▶ [Selected text]
----
California remains in the grip of an intense heat wave, but so far has managed to avoid further rotating outages.
Over the weekend, hundreds of thousands of Californians were temporarily left without electricity as utilities pre-emptively cut energy supplies as temperatures and electrical demand soared.
On Friday, Aug. 14, California’s grid operator, the California Independent System Operator (CAISO), declared a Stage 3 electrical emergency that lasted a little over two hours, with rotating outages throughout the state for about the first hour. A second Stage 3 emergency was declared Saturday night for twenty minutes.
The grid operator on Aug. 16 announced a Flex Alert that remained in effect through Aug. 19. The alert calls for consumers to take voluntary conservation measures to reduce electricity use.
On Monday, CAISO declared a Stage 2 emergency and said it anticipated rotating outages, and dispatched 900 megawatts of demand response. But demand was lower than expected as a result of cloud cover and conservation, and the Stage 2 emergency was canceled without implementing outages.
The Stage 2 emergency was reinstated on Tuesday, and again power outages were avoided due to lower than expected demand, along with additional imports and wind generation. CAISO also renewed its voluntary Flex Alert. Conservation efforts continued through Wednesday, which again meant power outages were avoided.
----
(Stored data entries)
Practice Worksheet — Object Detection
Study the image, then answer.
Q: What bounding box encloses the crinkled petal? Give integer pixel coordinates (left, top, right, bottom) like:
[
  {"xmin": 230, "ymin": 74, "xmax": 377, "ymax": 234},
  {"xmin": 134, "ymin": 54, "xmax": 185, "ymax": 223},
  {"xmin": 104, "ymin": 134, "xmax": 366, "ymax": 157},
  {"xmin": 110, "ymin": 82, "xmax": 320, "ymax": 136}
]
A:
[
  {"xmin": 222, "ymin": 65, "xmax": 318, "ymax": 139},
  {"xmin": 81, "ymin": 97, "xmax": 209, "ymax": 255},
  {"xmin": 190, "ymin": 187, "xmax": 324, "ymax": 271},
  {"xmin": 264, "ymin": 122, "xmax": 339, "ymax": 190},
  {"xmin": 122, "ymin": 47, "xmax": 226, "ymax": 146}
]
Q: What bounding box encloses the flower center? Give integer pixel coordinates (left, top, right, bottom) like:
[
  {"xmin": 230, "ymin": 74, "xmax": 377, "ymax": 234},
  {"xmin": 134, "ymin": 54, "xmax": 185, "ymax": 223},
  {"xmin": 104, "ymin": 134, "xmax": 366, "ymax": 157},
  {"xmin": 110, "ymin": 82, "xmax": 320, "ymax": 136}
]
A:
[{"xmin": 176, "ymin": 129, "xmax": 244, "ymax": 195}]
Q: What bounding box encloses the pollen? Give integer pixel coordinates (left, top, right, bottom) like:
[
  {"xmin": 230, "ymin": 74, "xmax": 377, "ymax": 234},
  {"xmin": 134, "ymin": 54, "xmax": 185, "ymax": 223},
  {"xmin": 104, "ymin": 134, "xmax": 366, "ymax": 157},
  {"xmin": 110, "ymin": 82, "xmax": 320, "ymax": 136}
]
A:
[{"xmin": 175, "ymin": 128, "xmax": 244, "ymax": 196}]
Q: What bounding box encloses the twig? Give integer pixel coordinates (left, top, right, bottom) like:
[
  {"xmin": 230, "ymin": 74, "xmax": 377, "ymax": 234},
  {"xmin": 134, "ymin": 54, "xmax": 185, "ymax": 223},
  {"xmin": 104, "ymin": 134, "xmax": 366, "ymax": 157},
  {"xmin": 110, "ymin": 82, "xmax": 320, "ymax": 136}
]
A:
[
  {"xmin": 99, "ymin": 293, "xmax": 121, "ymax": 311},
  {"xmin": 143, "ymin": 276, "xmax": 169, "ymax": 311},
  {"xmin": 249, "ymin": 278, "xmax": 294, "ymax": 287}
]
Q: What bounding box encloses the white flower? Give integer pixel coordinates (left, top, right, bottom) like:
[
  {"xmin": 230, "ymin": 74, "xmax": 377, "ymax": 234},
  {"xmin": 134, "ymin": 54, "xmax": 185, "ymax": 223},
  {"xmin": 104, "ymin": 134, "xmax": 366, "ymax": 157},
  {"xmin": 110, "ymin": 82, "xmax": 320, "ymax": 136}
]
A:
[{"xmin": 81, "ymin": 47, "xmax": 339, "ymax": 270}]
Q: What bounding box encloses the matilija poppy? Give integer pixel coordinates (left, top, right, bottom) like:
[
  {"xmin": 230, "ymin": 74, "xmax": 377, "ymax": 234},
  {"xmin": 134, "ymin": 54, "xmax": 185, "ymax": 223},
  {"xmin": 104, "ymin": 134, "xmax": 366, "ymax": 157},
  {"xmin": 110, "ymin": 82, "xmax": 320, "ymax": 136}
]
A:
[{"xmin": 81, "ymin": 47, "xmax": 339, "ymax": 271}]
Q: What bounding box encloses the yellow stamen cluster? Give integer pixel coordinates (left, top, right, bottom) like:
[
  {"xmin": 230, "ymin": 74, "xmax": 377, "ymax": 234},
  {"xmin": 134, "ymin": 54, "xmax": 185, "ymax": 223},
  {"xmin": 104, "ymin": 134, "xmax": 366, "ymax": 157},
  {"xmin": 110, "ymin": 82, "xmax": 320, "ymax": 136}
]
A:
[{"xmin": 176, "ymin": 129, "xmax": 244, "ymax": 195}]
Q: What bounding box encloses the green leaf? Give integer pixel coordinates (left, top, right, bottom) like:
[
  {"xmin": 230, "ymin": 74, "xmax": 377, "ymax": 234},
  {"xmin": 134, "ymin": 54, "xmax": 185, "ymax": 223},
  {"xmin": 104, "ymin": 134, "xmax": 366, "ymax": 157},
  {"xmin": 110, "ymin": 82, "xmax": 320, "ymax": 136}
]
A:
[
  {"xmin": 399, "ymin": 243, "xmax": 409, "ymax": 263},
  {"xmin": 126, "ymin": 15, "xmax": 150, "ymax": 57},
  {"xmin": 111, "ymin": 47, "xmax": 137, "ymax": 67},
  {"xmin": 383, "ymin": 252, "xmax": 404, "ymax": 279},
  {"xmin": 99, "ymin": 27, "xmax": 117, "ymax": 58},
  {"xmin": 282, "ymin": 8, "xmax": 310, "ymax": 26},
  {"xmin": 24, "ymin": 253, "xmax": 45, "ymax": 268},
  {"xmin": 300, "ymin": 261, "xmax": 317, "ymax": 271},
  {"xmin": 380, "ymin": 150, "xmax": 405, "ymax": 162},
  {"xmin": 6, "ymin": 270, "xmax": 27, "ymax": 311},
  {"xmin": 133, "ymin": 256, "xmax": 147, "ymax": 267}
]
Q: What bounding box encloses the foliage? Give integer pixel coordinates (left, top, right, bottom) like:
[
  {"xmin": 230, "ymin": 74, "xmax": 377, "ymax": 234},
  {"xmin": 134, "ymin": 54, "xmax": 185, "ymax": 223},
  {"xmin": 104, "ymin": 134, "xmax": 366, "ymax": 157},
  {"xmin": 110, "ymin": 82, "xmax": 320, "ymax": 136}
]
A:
----
▶ [Set of tasks]
• A. According to the passage on California's heat wave, how much demand response did CAISO dispatch on Monday?
• B. Carry on the passage about California's heat wave, starting right after its final sentence.
You won't need the records.

▶ [Answers for the exercise]
• A. 900 megawatts.

• B.
“We are grateful to families and businesses across the state that answered the call to reduce electricity use during a crucial time on the grid,” Steve Berberich, president and CEO of CAISO, said in a statement on Monday. He also warned that the heat wave was not expected to abate until Wednesday evening and that consumers should continue to conserve energy.
Additional steps taken by the CAISO were to use the Capacity Procurement Mechanism to procure additional power supply for several days and to suspend virtual trading for the week to avoid adverse impacts on reliability from such trades.
The grid operator issues a Stage 2 emergency after it has taken mitigating actions but is no longer able to provide its expected energy requirements. A Stage 2 declaration allows the ISO to intervene in the wholesale power market, such as by ordering power plants online.
CAISO issues a Stage 3 emergency when it is unable to meet minimum contingency reserve requirements and outages are either imminent or in progress.
As of Thursday morning, CAISO’s forecast peak demand was 46,313 MW against 47,137 MW of available capacity. The grid operator forecast Friday’s peak demand to be 45,094 MW. Historical peak demand on the CAISO system reached 50,270 MW on July 24, 2006.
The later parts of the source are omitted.